### Prompt
Could you restate the whole listing below word for word, minus the pictures?

### Data for this task
+===+

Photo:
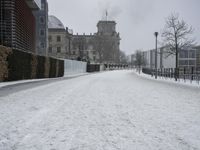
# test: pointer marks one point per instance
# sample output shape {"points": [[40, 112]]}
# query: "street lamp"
{"points": [[156, 52]]}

+===+

### Exercise answer
Photo:
# test: pointer marks one point per instance
# sample output shape {"points": [[40, 112]]}
# query: "street lamp"
{"points": [[156, 52]]}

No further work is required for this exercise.